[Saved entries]
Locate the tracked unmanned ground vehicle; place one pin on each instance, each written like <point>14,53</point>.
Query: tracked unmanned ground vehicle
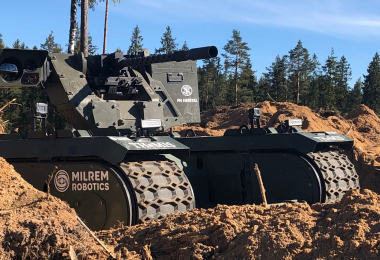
<point>119,161</point>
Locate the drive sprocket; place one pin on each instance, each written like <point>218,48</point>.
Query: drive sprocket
<point>160,188</point>
<point>338,173</point>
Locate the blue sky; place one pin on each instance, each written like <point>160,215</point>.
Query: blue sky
<point>270,27</point>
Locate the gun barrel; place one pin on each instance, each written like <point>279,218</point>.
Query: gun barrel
<point>192,54</point>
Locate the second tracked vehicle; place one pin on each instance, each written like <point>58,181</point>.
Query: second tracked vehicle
<point>119,159</point>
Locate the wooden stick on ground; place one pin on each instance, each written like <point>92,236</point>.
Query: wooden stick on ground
<point>93,235</point>
<point>349,130</point>
<point>262,189</point>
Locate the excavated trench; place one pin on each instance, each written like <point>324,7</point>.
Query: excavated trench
<point>35,226</point>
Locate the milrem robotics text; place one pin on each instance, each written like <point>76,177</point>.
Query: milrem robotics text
<point>88,181</point>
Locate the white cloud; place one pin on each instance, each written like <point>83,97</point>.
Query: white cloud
<point>332,17</point>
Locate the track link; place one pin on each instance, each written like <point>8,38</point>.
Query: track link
<point>160,188</point>
<point>338,172</point>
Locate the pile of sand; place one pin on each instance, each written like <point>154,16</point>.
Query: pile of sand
<point>33,226</point>
<point>361,124</point>
<point>346,230</point>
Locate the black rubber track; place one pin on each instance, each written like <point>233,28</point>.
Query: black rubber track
<point>338,172</point>
<point>160,188</point>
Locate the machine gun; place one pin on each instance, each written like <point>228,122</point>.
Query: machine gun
<point>129,93</point>
<point>117,163</point>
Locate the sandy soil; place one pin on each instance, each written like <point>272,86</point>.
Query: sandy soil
<point>35,226</point>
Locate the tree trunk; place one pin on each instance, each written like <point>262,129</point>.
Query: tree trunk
<point>298,87</point>
<point>236,66</point>
<point>73,16</point>
<point>105,29</point>
<point>84,28</point>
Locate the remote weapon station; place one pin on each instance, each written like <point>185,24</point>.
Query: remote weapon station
<point>119,159</point>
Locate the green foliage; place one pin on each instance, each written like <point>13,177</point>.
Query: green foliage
<point>168,44</point>
<point>136,41</point>
<point>92,3</point>
<point>371,88</point>
<point>277,78</point>
<point>300,69</point>
<point>355,95</point>
<point>236,58</point>
<point>18,45</point>
<point>50,45</point>
<point>343,76</point>
<point>91,47</point>
<point>185,47</point>
<point>212,88</point>
<point>329,82</point>
<point>2,45</point>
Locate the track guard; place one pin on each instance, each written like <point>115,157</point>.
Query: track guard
<point>160,188</point>
<point>338,173</point>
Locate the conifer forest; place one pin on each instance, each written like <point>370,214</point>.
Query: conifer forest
<point>298,76</point>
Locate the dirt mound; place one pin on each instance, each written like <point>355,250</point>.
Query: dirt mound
<point>361,124</point>
<point>346,230</point>
<point>34,226</point>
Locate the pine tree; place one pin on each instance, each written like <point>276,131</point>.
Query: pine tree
<point>73,26</point>
<point>2,45</point>
<point>185,47</point>
<point>262,90</point>
<point>355,95</point>
<point>235,58</point>
<point>91,48</point>
<point>277,78</point>
<point>168,44</point>
<point>343,76</point>
<point>329,82</point>
<point>136,41</point>
<point>50,45</point>
<point>371,88</point>
<point>311,97</point>
<point>300,68</point>
<point>16,44</point>
<point>211,84</point>
<point>247,82</point>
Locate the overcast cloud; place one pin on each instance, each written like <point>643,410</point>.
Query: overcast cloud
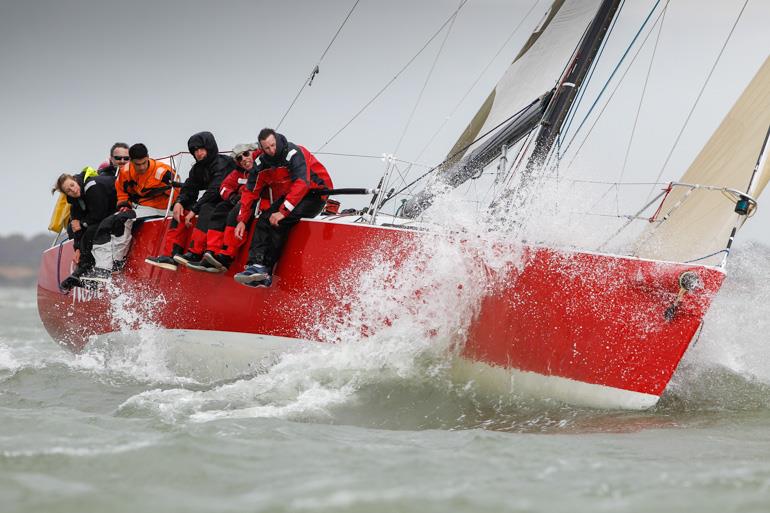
<point>78,75</point>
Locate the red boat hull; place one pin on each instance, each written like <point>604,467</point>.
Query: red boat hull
<point>582,327</point>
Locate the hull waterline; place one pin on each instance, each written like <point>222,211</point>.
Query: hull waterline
<point>588,329</point>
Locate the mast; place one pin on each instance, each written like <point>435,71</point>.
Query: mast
<point>571,81</point>
<point>584,23</point>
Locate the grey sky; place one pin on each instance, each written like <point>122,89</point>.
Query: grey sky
<point>78,75</point>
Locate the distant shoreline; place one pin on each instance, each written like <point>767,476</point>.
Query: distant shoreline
<point>20,258</point>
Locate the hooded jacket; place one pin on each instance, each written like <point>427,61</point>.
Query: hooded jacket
<point>292,172</point>
<point>206,175</point>
<point>96,202</point>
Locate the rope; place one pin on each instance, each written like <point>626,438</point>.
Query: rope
<point>427,79</point>
<point>475,82</point>
<point>428,42</point>
<point>461,150</point>
<point>612,75</point>
<point>597,59</point>
<point>606,104</point>
<point>700,93</point>
<point>309,80</point>
<point>644,93</point>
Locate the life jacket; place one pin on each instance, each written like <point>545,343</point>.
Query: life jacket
<point>150,189</point>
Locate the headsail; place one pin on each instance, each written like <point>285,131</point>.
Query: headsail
<point>699,222</point>
<point>535,69</point>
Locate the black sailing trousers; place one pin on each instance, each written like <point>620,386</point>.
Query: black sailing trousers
<point>268,241</point>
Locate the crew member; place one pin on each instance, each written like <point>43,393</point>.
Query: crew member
<point>206,175</point>
<point>91,201</point>
<point>221,242</point>
<point>144,188</point>
<point>293,174</point>
<point>118,158</point>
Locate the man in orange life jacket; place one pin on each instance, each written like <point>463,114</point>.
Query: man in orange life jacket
<point>292,173</point>
<point>206,174</point>
<point>144,187</point>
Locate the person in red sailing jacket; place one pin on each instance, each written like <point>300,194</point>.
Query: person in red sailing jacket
<point>293,174</point>
<point>206,175</point>
<point>221,242</point>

* **Exercise brief**: Nothing but the pictures may be dropped; output the records above exactly.

* **Reply**:
Locate the tracked unmanned ground vehicle; place one pin on each instance, each written like <point>14,53</point>.
Query: tracked unmanned ground vehicle
<point>119,161</point>
Locate the drive sprocket; place one pin on each instance, each written like <point>218,48</point>.
Query: drive sprocket
<point>160,188</point>
<point>338,173</point>
Locate the blue sky; place one pin on each instance, each written like <point>160,215</point>.
Query: blue sky
<point>270,27</point>
Locate the gun barrel; place one pin on each instance, each written like <point>279,218</point>.
Query: gun barrel
<point>192,54</point>
Locate the second tracked vehicle; place one pin on each instance, each written like <point>58,181</point>.
Query: second tracked vehicle
<point>119,159</point>
Locate the wooden stick on ground; place one pin on each instance, each written like <point>92,236</point>.
Query: wooden stick on ground
<point>93,235</point>
<point>349,130</point>
<point>262,189</point>
Locate the excavated trench; place one pin on each instance, each written like <point>324,7</point>.
Query: excavated trench
<point>35,226</point>
Locate the milrem robotics text; place one pin on each instance, each written like <point>76,177</point>.
Query: milrem robotics text
<point>88,181</point>
Locate the white cloud; place one pin on each instance, each written like <point>83,97</point>.
Query: white cloud
<point>332,17</point>
Locate the track link; place one pin on each instance, each written like <point>8,38</point>.
Query: track link
<point>160,188</point>
<point>338,172</point>
Locate the pile of sand; place one pin on each instance, each written like <point>154,16</point>.
Query: pile of sand
<point>33,226</point>
<point>361,124</point>
<point>346,230</point>
Locate the black rubber track; place one pin on each instance, each written like <point>233,28</point>.
Query: black rubber track
<point>338,172</point>
<point>160,188</point>
Locate the machine gun; place one pin on each instance, each written like <point>228,122</point>.
Query: machine gun
<point>129,93</point>
<point>117,163</point>
Locate the sandy soil; place one pin on each instance, each written like <point>272,86</point>.
Query: sandy soil
<point>35,226</point>
Locate the tree trunk; place one pin on each instance, each written like <point>262,129</point>.
Query: tree trunk
<point>298,87</point>
<point>236,66</point>
<point>73,16</point>
<point>105,29</point>
<point>84,28</point>
Locate the remote weapon station; place one pin on each instance, each written like <point>185,24</point>.
Query: remote weapon station
<point>119,159</point>
Locate the green foliage; place one pin on each instance, each written like <point>13,177</point>.
Query: green foliage
<point>168,44</point>
<point>136,41</point>
<point>92,3</point>
<point>371,88</point>
<point>277,78</point>
<point>300,69</point>
<point>355,95</point>
<point>236,58</point>
<point>18,45</point>
<point>50,45</point>
<point>343,76</point>
<point>91,47</point>
<point>185,47</point>
<point>212,88</point>
<point>329,82</point>
<point>2,45</point>
Locate the track guard; place one pin on each instance, each written like <point>115,157</point>.
Query: track guard
<point>160,188</point>
<point>338,173</point>
Locate the conifer forest; place one pin on each instance, each written like <point>370,214</point>.
Query: conifer forest
<point>298,76</point>
Locate the dirt mound; place one pin on each instance, each written like <point>355,250</point>.
Query: dirt mound
<point>361,124</point>
<point>346,230</point>
<point>34,226</point>
Locate the pine tree; place one pin on each instance, each written like <point>276,131</point>.
Query: pine tree
<point>73,26</point>
<point>2,45</point>
<point>185,47</point>
<point>262,90</point>
<point>355,95</point>
<point>235,58</point>
<point>91,48</point>
<point>277,78</point>
<point>168,44</point>
<point>343,76</point>
<point>329,82</point>
<point>136,41</point>
<point>50,45</point>
<point>371,88</point>
<point>311,97</point>
<point>300,68</point>
<point>16,44</point>
<point>211,84</point>
<point>247,82</point>
Locate the overcast cloud; place one pin on each instance, each written like <point>643,410</point>.
Query: overcast cloud
<point>78,75</point>
Locate the red boat hull; place one pin on each instance, each written like <point>604,467</point>.
Query: red boat hull
<point>582,327</point>
Locate the hull waterline; place one pin on each instance, each written like <point>222,211</point>.
Query: hull waterline
<point>588,329</point>
Locate the mast; place one pin on each instance, each written like <point>435,71</point>.
Query: mast
<point>571,81</point>
<point>584,23</point>
Locate the grey sky; place one pin on each instance, each written like <point>122,89</point>.
Query: grey sky
<point>78,75</point>
Locate the distant shoreline; place one pin on each instance, each written like <point>767,476</point>.
Query: distant shoreline
<point>20,258</point>
Locate the hooded jacket; place one pin on each instance, each written like <point>427,61</point>.
Query: hooded jacket
<point>292,172</point>
<point>206,175</point>
<point>96,202</point>
Locate the rope; place one pin on each instance, each written like <point>626,438</point>.
Query: rope
<point>427,79</point>
<point>475,82</point>
<point>428,42</point>
<point>461,150</point>
<point>612,75</point>
<point>597,59</point>
<point>606,104</point>
<point>700,93</point>
<point>309,80</point>
<point>644,93</point>
Locate the life jacket; place one pin on each instance, each written like <point>545,343</point>.
Query: life jacket
<point>150,189</point>
Locate the headsail; place one pin on each instance, each written like <point>285,131</point>.
Query: headsail
<point>699,222</point>
<point>535,69</point>
Locate the black sailing trousers; place one pin on each instance, each written like <point>620,386</point>.
Query: black sailing trousers
<point>268,241</point>
Locate the crew member; place one pin on each instance, each written like <point>43,393</point>.
Query: crew member
<point>206,175</point>
<point>91,201</point>
<point>221,242</point>
<point>144,188</point>
<point>293,174</point>
<point>118,158</point>
Locate the man in orange life jacket; place one pin on each instance, each written like <point>463,114</point>.
Query: man in orange life jacket
<point>292,173</point>
<point>206,174</point>
<point>144,187</point>
Locate the person in red sailing jacket; place one pin on each instance, each written like <point>300,194</point>.
Query: person in red sailing jacket
<point>293,174</point>
<point>206,175</point>
<point>221,242</point>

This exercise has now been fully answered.